#### Task requirements:
Render the rows below, from the line with "Where can you spot the motorcycle saddlebag" to the line with "column 227, row 93", as a two-column CSV headed instruction and points. Give one line per row, with the row's text under instruction and its answer under points, each in one double-quoted field with line breaks replaced by spaces.
### Records shown ###
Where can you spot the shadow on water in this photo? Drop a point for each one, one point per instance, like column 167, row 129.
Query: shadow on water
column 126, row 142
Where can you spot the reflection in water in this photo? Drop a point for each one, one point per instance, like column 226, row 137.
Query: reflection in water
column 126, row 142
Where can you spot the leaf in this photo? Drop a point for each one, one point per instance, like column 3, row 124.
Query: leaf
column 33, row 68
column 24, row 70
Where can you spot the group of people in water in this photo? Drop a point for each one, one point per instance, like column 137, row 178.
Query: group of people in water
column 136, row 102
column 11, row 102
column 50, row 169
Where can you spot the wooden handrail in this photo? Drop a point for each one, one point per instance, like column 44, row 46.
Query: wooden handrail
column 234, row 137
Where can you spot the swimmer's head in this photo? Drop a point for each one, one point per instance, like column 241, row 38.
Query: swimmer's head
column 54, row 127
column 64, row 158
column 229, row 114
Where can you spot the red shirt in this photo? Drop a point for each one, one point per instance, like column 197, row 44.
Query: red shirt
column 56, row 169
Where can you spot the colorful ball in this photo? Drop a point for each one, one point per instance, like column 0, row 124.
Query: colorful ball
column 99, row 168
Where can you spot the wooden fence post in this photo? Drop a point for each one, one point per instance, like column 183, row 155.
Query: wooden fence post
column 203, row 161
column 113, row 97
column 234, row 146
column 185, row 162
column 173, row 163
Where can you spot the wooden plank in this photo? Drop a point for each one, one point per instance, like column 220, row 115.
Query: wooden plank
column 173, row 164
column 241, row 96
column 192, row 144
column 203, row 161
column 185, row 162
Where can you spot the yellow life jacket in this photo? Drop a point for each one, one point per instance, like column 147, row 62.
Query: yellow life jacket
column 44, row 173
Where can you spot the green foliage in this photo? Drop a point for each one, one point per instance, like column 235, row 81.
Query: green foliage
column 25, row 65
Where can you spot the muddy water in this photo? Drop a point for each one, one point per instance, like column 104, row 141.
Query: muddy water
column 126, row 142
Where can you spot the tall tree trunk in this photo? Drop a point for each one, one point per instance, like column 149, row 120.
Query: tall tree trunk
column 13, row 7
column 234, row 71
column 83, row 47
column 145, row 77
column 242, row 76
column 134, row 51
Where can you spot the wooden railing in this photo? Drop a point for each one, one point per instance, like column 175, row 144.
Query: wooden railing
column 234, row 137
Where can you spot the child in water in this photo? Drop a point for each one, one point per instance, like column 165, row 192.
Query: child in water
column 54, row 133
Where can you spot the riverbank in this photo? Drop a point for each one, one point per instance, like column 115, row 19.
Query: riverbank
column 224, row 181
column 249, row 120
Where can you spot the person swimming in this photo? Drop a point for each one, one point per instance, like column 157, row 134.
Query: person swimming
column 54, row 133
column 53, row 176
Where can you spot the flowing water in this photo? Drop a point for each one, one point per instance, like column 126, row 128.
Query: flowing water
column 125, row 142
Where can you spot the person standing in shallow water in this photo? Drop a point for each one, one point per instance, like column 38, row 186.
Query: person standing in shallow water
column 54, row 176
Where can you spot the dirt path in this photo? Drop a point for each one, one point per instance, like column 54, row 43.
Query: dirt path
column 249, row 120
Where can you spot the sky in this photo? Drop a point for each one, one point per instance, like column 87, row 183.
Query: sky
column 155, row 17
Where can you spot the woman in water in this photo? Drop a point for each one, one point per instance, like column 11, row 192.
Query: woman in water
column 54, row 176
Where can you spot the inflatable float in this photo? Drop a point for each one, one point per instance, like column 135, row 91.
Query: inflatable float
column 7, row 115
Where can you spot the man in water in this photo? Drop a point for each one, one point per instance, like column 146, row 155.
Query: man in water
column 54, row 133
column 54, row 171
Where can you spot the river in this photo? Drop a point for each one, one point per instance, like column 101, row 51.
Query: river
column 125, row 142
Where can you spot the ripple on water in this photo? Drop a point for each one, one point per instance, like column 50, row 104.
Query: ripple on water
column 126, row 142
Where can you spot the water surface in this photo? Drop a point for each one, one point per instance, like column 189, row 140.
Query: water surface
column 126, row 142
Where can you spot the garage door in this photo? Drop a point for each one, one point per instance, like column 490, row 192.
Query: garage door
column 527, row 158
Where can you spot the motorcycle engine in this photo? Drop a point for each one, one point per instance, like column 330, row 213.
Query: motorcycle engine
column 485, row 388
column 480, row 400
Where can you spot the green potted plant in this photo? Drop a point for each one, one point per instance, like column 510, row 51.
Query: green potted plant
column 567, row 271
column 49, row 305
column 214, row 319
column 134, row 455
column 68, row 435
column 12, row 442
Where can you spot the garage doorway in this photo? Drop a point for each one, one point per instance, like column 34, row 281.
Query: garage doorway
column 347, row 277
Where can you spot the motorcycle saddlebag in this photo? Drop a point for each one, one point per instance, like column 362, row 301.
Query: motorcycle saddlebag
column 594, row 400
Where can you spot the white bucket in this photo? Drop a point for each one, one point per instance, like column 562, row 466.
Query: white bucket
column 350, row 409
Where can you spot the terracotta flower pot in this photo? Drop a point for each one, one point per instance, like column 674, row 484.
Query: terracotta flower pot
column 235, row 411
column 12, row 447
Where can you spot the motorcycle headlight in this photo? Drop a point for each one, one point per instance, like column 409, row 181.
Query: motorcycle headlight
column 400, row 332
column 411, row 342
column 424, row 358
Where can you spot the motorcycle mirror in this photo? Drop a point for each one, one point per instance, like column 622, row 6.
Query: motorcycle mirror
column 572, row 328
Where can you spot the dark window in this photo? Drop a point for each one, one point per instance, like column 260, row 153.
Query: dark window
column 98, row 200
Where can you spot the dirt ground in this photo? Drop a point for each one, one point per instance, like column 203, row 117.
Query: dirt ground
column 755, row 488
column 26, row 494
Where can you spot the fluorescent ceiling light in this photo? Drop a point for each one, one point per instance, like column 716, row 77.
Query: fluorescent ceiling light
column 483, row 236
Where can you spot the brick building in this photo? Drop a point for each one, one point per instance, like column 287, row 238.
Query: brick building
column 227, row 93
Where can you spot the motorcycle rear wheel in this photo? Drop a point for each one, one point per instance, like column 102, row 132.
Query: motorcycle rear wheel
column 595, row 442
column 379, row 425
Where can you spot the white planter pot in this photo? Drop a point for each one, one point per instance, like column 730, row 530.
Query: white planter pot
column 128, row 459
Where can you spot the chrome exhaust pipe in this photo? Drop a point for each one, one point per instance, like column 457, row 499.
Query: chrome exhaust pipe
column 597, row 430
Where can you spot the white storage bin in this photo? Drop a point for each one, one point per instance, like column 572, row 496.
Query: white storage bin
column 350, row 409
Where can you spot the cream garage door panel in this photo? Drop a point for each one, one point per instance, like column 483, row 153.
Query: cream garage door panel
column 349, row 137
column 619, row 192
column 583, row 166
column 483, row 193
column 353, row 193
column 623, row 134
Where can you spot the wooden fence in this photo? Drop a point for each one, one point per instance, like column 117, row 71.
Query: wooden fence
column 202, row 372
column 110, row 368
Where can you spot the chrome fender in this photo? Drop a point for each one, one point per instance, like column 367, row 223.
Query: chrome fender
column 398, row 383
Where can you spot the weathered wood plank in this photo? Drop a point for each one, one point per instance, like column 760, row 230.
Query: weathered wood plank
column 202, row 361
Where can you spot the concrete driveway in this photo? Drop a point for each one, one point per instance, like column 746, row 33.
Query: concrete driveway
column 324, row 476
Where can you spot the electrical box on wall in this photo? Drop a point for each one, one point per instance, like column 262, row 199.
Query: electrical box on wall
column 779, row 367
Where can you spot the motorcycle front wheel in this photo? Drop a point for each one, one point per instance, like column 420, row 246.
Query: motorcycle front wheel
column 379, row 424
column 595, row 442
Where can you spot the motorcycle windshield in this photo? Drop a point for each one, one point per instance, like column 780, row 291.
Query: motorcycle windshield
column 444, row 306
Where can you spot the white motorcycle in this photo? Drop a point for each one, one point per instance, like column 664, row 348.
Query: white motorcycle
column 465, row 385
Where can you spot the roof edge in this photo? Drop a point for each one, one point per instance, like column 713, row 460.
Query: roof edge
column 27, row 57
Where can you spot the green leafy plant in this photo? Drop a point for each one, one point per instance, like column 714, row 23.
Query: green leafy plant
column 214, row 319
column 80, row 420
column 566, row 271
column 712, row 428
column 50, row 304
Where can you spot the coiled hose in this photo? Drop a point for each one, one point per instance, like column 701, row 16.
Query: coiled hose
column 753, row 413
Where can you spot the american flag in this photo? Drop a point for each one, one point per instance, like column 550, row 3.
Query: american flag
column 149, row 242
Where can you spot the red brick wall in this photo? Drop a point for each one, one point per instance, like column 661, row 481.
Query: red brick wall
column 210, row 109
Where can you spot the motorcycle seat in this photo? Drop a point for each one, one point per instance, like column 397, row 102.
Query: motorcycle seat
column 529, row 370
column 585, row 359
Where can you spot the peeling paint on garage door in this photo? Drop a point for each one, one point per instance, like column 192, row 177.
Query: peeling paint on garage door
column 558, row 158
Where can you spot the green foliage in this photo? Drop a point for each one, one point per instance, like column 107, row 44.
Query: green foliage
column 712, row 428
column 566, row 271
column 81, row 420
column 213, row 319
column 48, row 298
###
#### Expected answer:
instruction,points
"Where can you spot the motorcycle saddlebag in this photo? Drop a point for each one, one point per instance, like column 362, row 301. Query: motorcycle saddlebag","column 594, row 400"
"Where can you spot the white bucket in this photo? Drop a point for each one, one point per instance, like column 562, row 466. Query: white bucket","column 350, row 409"
"Where can you spot the terracotta flower pot in this photo? Drop a point for each one, one point per instance, like column 674, row 484. Query: terracotta flower pot","column 235, row 411 column 12, row 447"
"Where can you spot the motorcycle headlight in this photo? Drop a point for each one, one point per instance, like column 409, row 181. Query: motorcycle headlight","column 400, row 332 column 411, row 342 column 424, row 358"
"Where can you spot the motorcycle mirror in this photo? Drop a point for each one, one point per instance, like column 622, row 6. Query: motorcycle mirror","column 572, row 328"
"Where can you spot the dark window in this photo? Drop a point for each one, one point per instance, like column 260, row 153. Query: dark window","column 98, row 200"
"Where can you spot the dirt ground in this photo? Drop a point for each one, one point per instance, like column 203, row 117. Query: dirt ground","column 755, row 488 column 26, row 494"
"Where can you spot the fluorescent ceiling light in this photo? Drop a point for each one, one point per instance, like column 716, row 77. Query: fluorescent ceiling light","column 483, row 236"
"Where can you spot the brick building in this photo? Drop a point for each one, one point per instance, like column 287, row 238. Query: brick building","column 227, row 93"